## The exercise
Can you copy out the rows below verbatim, from the line containing "In the picture above, where can the clear" through the final row, including both of those lines and nothing else?

## Entries provided
Start
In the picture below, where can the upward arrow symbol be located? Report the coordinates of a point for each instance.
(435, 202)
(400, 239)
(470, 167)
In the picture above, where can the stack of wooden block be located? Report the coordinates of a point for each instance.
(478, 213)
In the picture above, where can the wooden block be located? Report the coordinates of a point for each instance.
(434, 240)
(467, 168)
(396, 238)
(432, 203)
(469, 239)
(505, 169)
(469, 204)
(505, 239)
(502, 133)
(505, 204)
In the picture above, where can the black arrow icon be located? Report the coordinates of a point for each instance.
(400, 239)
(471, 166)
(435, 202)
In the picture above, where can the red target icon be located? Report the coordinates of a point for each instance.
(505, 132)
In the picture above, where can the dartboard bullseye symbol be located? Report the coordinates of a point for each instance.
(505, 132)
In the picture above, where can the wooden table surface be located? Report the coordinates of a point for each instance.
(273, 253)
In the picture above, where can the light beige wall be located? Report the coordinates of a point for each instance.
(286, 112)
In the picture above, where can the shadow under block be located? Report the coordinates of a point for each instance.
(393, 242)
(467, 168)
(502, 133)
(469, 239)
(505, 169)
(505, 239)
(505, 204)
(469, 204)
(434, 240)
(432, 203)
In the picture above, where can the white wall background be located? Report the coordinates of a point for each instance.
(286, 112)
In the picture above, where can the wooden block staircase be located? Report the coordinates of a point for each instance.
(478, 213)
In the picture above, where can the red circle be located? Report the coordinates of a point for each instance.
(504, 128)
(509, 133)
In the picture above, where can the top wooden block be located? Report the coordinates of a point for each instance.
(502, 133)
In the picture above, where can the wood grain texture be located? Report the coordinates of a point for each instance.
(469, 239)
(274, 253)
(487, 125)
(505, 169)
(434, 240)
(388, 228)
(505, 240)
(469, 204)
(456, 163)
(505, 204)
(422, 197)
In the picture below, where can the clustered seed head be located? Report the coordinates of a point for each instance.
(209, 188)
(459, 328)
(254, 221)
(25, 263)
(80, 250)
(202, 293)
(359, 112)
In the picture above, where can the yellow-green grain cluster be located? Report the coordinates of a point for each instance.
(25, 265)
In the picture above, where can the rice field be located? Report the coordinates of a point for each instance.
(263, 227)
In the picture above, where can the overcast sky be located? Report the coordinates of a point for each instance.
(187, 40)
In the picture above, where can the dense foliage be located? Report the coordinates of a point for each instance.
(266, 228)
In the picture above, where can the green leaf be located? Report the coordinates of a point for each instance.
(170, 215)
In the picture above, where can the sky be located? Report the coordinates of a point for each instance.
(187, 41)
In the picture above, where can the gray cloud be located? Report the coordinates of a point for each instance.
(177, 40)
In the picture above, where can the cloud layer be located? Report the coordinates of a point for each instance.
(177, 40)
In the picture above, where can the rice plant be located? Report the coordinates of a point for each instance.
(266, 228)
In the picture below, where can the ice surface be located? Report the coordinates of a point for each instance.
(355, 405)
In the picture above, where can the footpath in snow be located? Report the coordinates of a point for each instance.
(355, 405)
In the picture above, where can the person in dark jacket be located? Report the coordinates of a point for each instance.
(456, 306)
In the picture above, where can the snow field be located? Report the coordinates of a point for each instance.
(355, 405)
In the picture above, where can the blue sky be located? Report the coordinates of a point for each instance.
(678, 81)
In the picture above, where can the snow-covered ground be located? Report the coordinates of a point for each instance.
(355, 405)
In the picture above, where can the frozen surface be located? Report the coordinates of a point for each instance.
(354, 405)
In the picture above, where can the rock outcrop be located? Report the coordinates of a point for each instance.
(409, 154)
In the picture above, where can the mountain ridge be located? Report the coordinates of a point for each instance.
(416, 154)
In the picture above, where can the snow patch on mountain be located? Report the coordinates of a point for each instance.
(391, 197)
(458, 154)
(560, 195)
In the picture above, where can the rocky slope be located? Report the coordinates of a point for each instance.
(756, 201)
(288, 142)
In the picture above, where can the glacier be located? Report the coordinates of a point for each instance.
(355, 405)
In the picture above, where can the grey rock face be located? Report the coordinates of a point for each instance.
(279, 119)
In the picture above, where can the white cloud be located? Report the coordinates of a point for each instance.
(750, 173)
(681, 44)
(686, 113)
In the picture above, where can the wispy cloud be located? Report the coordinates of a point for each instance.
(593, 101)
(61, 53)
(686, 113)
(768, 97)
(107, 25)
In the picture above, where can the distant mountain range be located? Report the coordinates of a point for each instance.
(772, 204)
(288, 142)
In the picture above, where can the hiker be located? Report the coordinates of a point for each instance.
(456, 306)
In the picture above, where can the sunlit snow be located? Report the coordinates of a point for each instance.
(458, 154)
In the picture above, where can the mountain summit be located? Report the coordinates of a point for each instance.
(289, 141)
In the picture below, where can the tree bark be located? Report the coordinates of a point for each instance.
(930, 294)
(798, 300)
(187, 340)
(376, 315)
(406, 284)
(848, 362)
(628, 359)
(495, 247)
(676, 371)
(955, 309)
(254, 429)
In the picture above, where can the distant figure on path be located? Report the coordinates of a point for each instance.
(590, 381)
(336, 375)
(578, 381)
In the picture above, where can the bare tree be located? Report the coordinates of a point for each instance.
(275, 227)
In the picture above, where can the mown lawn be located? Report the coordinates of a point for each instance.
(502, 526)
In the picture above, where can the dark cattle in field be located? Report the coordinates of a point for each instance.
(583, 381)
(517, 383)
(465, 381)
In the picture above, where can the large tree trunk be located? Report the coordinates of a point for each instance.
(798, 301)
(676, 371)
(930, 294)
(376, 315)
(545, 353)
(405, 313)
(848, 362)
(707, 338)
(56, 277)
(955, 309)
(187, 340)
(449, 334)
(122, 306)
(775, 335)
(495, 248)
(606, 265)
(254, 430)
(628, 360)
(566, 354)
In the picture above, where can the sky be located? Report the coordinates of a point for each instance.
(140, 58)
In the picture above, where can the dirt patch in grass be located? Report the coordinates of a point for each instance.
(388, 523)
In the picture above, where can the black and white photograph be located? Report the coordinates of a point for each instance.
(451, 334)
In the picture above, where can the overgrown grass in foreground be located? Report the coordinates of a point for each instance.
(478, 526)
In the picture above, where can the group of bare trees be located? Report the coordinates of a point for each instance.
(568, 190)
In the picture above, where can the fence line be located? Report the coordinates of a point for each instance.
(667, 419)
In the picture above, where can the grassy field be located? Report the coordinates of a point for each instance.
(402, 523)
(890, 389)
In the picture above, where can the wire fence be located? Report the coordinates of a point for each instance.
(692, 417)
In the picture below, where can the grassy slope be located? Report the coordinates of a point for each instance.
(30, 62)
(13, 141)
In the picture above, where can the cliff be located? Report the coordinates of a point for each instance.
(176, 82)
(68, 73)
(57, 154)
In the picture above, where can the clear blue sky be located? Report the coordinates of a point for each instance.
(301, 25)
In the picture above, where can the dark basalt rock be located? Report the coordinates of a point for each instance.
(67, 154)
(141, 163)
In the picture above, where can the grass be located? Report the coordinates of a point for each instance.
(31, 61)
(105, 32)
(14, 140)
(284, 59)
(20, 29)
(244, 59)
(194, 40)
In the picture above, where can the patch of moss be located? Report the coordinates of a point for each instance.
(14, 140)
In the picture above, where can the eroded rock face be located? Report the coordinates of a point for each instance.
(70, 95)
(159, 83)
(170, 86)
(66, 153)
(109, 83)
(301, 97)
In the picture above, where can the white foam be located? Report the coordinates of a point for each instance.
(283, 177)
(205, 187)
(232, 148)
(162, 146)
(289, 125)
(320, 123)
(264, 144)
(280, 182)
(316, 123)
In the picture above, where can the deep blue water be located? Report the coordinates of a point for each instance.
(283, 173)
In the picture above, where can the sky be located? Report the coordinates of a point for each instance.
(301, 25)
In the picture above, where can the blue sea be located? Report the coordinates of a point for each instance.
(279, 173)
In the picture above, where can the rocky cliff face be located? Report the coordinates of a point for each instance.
End
## Result of this task
In the picture above, where can the clear blue sky be located? Report the coordinates of a point for each instance.
(301, 25)
In the picture above, where can the dark basalt rock be located? Report the coordinates of a point for each instance.
(67, 154)
(141, 163)
In the picture above, where can the grass be located? Report the coordinates of a point for each instance.
(31, 61)
(105, 32)
(14, 140)
(284, 59)
(20, 29)
(244, 59)
(194, 40)
In the picture above, where can the patch of moss be located? Report the coordinates of a point for each instance.
(14, 140)
In the picture above, where can the eroded rock face be located? Report the coordinates of a point for each instance.
(70, 95)
(159, 83)
(170, 86)
(66, 153)
(109, 83)
(301, 97)
In the picture above, where can the white foam be located? Report the coordinates of a point for each instance.
(283, 177)
(205, 187)
(232, 148)
(162, 146)
(289, 125)
(320, 123)
(264, 144)
(280, 182)
(316, 123)
In the picture above, where can the deep blue water be located? Report the coordinates of a point for each instance.
(283, 173)
In the picture above, where can the sky be located? Report the coordinates of a point for each instance.
(301, 25)
In the picture above, where can the blue sea be located? Report the coordinates of a point for each instance.
(279, 173)
In the picture above, where can the rocky cliff face be located? Report the coordinates of a point for each instance.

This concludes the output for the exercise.